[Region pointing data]
+===+

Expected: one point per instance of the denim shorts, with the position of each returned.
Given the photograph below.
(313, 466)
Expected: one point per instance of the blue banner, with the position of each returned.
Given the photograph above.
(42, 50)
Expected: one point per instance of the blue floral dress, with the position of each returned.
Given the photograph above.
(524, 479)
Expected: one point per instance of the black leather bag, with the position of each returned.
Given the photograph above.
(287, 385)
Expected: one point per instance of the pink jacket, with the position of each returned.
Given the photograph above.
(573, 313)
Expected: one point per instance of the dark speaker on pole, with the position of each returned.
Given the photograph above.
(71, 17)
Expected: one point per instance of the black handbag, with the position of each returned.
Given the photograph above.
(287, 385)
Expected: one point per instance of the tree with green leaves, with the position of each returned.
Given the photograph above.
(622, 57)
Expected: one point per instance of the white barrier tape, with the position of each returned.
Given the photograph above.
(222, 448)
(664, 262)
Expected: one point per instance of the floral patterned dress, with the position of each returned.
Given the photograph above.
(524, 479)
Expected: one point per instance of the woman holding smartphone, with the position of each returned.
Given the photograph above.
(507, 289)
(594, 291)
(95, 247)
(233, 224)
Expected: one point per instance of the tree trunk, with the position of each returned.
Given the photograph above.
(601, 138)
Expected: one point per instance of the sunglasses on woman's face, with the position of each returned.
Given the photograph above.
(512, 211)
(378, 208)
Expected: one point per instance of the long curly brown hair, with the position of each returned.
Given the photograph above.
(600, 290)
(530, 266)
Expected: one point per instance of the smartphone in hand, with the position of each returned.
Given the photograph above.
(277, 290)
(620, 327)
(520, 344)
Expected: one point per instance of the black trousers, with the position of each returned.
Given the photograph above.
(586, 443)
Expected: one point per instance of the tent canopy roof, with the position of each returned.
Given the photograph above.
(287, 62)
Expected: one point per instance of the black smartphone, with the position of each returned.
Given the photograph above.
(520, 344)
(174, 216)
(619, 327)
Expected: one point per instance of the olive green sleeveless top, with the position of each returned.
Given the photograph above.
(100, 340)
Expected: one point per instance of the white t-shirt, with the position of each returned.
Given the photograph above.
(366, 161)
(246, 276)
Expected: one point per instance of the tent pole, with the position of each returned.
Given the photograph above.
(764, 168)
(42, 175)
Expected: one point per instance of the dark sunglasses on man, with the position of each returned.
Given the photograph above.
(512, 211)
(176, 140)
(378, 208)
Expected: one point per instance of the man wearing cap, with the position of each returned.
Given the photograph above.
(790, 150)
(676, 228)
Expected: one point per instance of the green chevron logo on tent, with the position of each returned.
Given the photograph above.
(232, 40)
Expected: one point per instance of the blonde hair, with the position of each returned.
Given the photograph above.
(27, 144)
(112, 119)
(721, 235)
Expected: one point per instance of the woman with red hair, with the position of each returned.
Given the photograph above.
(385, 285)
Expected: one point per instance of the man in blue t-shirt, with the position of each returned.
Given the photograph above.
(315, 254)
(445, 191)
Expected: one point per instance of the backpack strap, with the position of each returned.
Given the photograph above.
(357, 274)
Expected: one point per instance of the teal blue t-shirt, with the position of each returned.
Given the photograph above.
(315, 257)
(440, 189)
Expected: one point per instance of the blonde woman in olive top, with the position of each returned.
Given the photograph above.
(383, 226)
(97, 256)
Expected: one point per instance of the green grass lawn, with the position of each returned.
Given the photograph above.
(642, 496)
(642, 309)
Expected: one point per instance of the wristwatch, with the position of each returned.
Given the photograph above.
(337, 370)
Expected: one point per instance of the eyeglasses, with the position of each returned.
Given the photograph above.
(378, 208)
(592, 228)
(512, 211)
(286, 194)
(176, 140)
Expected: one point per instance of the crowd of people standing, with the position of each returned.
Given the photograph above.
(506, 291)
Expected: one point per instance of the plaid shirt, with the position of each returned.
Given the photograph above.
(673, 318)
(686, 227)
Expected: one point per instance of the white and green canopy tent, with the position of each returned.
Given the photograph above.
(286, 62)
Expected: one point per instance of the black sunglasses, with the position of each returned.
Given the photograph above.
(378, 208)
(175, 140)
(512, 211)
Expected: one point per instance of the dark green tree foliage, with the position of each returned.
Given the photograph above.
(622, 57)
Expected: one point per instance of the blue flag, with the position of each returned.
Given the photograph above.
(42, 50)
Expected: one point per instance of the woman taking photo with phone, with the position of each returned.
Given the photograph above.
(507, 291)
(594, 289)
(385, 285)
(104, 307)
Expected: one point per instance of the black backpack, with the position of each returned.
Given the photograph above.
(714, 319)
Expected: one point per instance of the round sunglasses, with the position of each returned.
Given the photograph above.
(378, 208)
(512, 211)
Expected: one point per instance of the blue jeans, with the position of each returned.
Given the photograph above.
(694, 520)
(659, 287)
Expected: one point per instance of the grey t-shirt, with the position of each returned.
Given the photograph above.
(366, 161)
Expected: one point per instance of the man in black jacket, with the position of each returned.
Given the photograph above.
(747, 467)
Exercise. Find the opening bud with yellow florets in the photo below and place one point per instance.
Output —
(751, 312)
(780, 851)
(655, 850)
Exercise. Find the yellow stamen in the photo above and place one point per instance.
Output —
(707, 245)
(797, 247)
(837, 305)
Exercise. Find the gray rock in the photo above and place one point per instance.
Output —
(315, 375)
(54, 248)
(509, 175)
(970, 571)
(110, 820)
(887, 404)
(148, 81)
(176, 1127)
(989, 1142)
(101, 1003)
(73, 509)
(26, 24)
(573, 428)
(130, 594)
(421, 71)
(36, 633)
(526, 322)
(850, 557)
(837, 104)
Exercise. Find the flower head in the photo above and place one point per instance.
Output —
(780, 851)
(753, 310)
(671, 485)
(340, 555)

+===+

◆ AIM OF THE TASK ◆
Write out exactly the lines that begin at the one containing "Expected: one point per instance of the blue jeans, with" and continue through the last line of the data, and only those.

◆ ANSWER TO THE EXERCISE ◆
Expected: one point per instance of the blue jeans, with the position of each returned.
Given the photograph above.
(694, 520)
(659, 287)
Expected: one point per instance of the grey t-shirt, with the position of each returned.
Given the photograph above.
(366, 161)
Expected: one point per instance of the man in black jacket, with the position of each returned.
Given the photograph above.
(747, 467)
Exercise. Find the opening bud with yellow florets in the photo below and place one point per instance.
Output —
(751, 312)
(780, 851)
(655, 850)
Exercise. Find the yellow stamen in the photo above and place one point per instance.
Output —
(707, 245)
(797, 247)
(837, 305)
Exercise. Find the gray rock in the photo above and place one point per instance.
Output —
(315, 375)
(54, 248)
(509, 175)
(970, 571)
(110, 820)
(887, 404)
(148, 81)
(176, 1127)
(989, 1142)
(101, 1003)
(73, 509)
(26, 24)
(573, 428)
(130, 594)
(421, 71)
(36, 633)
(526, 322)
(850, 557)
(837, 104)
Exercise. Find the flower head in the photo above and place one point per instance.
Output —
(780, 851)
(753, 310)
(671, 485)
(340, 555)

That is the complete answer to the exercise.